**Texto de la página:**
╔══

En Babel ocurrió lo mismo: la motivación de los constructores era hacerse un nombre famoso para sí mismos. Ellos dijeron en Génesis 11:4: “Luego dijeron: ‘Vamos, edifiquémonos una ciudad y una torre cuya cúspide llegue hasta los cielos, y hagámonos un nombre famoso, para que no seamos dispersados sobre la superficie de toda la tierra’”.

Hay un deseo profundo en el corazón del hombre que lo impulsa a buscar honor y gloria para ser exaltado. Su necesidad de aprobación lo lleva a enfocarse en sí mismo, de una manera tan exagerada, que no le importa pasar por encima de Dios ni del prójimo con tal de satisfacer sus deseos de reconocimiento.

En la Escritura abundan ejemplos de mujeres que por su venenoso deseo de reconocimiento se dejaron vencer por el mal. / Foto: Pexels

¿Recuerdas a Miriam y Aarón? Por celos y envidia hablaron mal de su hermano Moisés. La Biblia narra en Números 12:1-2: “Entonces Miriam y Aarón hablaron contra Moisés por causa de la mujer cusita con quien se había casado, pues se había casado con una mujer cusita; y dijeron: ‘¿Es cierto que el Señor ha hablado solo mediante Moisés?’”. Miriam estaba tan celosa por el liderazgo y el reconocimiento que tenía Moisés en Israel, que el temor a perder la posición que Dios le había dado a ella,la llevó a murmurar en contra de su hermano, usando como excusa su matrimonio con una extranjera.  

¿Y dónde dejamos a Salomé? La madre de Santiago y Juan, movida por el egoísta deseo de sus hijos fue a hablar con Jesús, le dijo: “Ordena que en Tu reino estos dos hijos míos se sienten uno a Tu derecha y el otro a Tu izquierda” (Mt 20:21). 

Los fariseos no reconocieron a Cristo como el Mesías, porque sus celos y deseos incorrectos de recibir reconocimiento los cegaron. Jesús les advirtió a Sus discípulos en Lucas 20:46-47: 

Cuídense de los escribas, a quienes les gusta andar con vestiduras largas, y son amantes de los saludos respetuosos en las plazas, y de ocupar los primeros asientos en las sinagogas y los lugares de honor en los banquetes; que devoran las casas de las viudas, y por las apariencias hacen largas oraciones; ellos recibirán mayor condenación.

Analizando nuestro corazón

Hagamos una pausa aquí. Examinemos por un momento nuestro corazón. Tal vez tú y yo nos hemos estado comportando como los fariseos: buscamos honor y gloria personal, y eso nos está impidiendo vivir para la gloria de Dios. El problema del hombre no es su deseo de aprobación, porque ya hemos visto que es una necesidad normal. Dios lo sabe y por eso a Su tiempo Él exalta al humilde (Sal 138:6). El real problema es la motivación de nuestro corazón.

╚══

**Tarea A:** En el texto sobre el deseo de reconocimiento, ¿qué usó Miriam como excusa para murmurar contra Moisés?
**Tarea B:** Repite sin cambios el fragmento del texto sobre el deseo de reconocimiento que empieza con las palabras que contienen "Los fariseos no" y termina con "recibirán mayor condenación.".
**Tarea C:** Retoma el texto sobre el deseo de reconocimiento y continúalo a partir de su última oración.

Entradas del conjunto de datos

╔══

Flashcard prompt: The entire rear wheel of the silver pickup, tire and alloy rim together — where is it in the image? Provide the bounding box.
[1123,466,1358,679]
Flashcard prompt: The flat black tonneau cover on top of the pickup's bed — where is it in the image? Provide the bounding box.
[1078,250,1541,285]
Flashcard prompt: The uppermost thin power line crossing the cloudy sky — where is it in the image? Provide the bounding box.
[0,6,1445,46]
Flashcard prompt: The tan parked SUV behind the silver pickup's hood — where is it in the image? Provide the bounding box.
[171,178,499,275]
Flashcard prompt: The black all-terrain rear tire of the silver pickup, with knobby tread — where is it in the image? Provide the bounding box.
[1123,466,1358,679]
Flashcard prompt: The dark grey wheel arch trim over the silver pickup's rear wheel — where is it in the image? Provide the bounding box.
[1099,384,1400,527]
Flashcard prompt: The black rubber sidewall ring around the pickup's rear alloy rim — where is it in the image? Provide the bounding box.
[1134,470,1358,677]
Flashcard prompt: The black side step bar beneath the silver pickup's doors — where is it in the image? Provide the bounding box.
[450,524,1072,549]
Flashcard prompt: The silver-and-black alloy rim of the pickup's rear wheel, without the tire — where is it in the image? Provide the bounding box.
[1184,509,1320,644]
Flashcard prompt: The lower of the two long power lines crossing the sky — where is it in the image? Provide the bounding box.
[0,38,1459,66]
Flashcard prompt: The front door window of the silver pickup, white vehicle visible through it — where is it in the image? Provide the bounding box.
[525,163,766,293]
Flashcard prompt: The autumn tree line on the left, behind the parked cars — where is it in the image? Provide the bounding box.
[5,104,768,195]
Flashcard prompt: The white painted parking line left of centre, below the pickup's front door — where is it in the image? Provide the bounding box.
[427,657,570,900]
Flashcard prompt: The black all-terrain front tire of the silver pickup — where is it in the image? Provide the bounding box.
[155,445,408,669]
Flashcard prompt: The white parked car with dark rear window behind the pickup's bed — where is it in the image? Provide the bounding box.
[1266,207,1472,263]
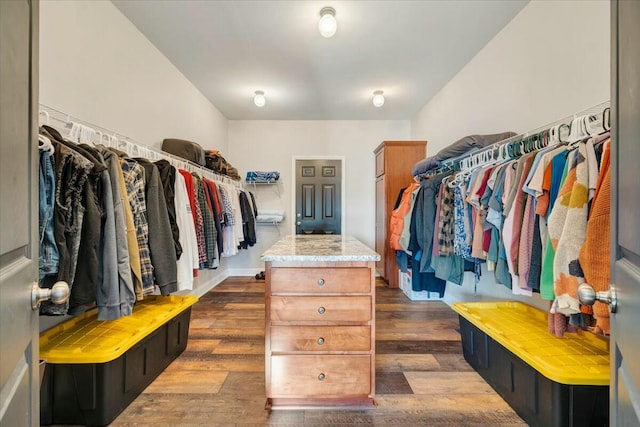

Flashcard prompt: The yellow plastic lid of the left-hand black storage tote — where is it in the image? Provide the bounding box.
[40,295,198,364]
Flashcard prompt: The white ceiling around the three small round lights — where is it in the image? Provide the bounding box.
[113,0,528,120]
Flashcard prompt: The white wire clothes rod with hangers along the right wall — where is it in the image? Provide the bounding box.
[416,101,611,178]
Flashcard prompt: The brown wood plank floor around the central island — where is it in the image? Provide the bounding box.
[112,277,526,427]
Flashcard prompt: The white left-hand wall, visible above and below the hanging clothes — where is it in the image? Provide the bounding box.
[40,0,228,294]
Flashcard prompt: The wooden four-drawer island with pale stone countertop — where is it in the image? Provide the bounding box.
[262,235,380,408]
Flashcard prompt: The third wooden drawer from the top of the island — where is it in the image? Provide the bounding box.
[271,326,371,352]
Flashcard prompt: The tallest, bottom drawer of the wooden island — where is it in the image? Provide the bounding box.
[267,355,371,398]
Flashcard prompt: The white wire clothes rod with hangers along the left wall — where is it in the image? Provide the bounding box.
[39,104,243,189]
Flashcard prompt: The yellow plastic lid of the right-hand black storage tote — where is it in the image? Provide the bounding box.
[451,301,610,386]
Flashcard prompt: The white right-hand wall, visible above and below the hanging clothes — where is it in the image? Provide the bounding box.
[411,0,610,308]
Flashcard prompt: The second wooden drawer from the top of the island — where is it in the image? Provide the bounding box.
[270,296,371,322]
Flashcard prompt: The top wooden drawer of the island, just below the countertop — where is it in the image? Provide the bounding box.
[271,267,371,294]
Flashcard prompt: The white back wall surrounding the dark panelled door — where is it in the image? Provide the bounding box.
[228,120,410,274]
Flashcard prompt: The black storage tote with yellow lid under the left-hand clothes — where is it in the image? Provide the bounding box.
[40,296,198,425]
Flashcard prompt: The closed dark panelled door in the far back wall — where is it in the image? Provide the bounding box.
[296,160,342,234]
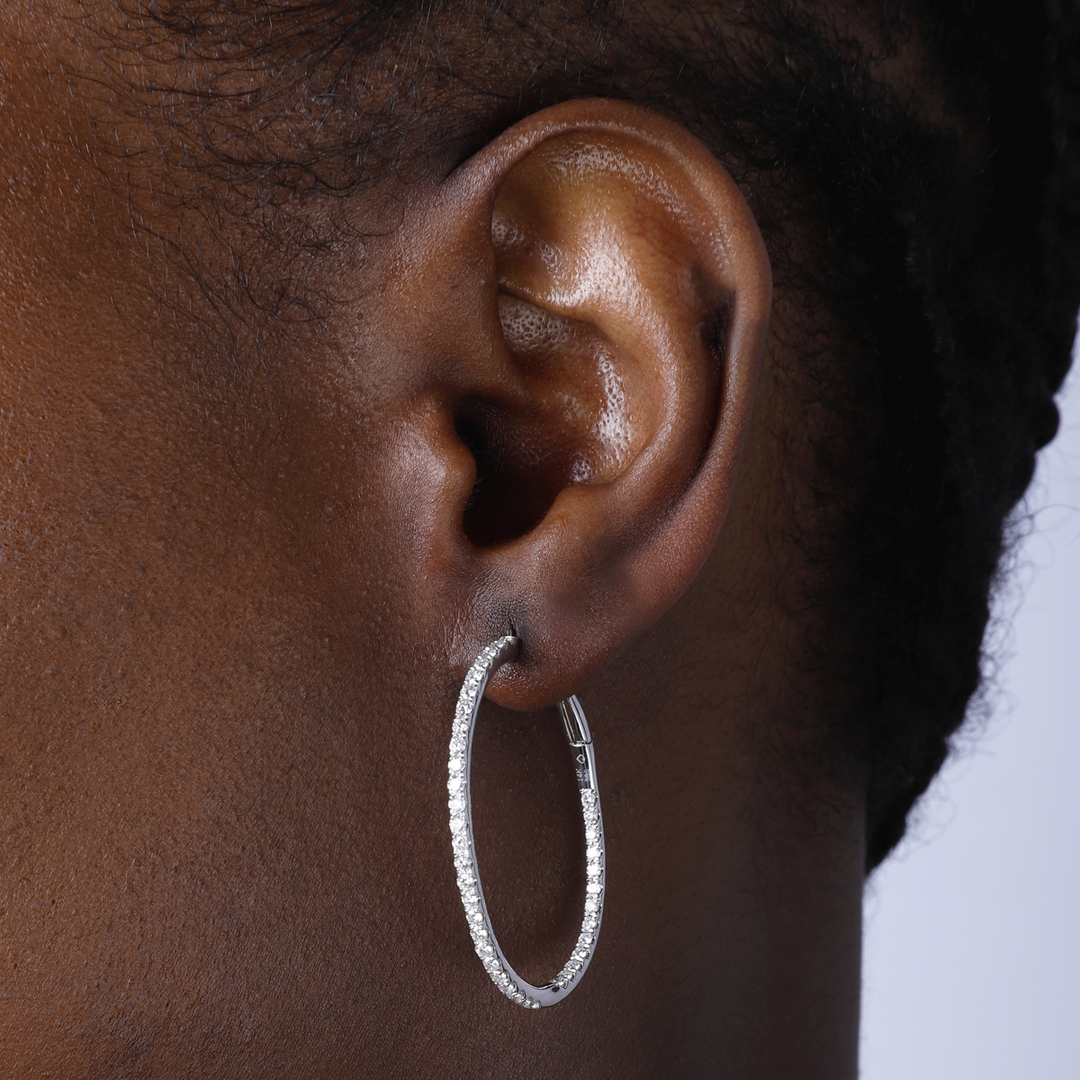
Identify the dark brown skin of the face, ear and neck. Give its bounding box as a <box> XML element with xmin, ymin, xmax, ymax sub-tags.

╚══

**Resultado del ejercicio A:** El matrimonio de Moisés con una extranjera.

**Resultado del ejercicio B:**
Los fariseos no reconocieron a Cristo como el Mesías, porque sus celos y deseos incorrectos de recibir reconocimiento los cegaron. Jesús les advirtió a Sus discípulos en Lucas 20:46-47: 

Cuídense de los escribas, a quienes les gusta andar con vestiduras largas, y son amantes de los saludos respetuosos en las plazas, y de ocupar los primeros asientos en las sinagogas y los lugares de honor en los banquetes; que devoran las casas de las viudas, y por las apariencias hacen largas oraciones; ellos recibirán mayor condenación.

**Resultado del ejercicio C:**
Debemos estar alerta y preguntarnos continuamente: “¿Qué me motiva?” Porque el deseo de vernos superiores a los demás nos impide reconocer la verdadera intención del corazón. El corazón es engañoso, y a veces no nos damos cuenta de que inclusive nuestro servicio a Dios puede ser impulsado por una ambición egoísta. Numerosas mujeres cristianas podemos estar sirviendo al Señor buscando fama y gloria para satisfacer nuestro ego. Y si ese es el caso, necesitamos reconocer nuestro pecado ante el Señor y arrepentirnos.  

El anhelo desmedido de popularidad es una trampa de Satanás que nos impide conocer la voluntad de Dios para nuestra vida. Si estamos enfocadas en cumplir las expectativas de la gente que consideramos importante, o en llamar su atención, no podremos cumplir los propósitos de Dios. Me encantan las palabras de Pablo en Gálatas 1:10: “Porque ¿busco ahora el favor de los hombres o el de Dios? ¿O me esfuerzo por agradar a los hombres? Si yo todavía estuviera tratando de agradar a los hombres, no sería siervo de Cristo”.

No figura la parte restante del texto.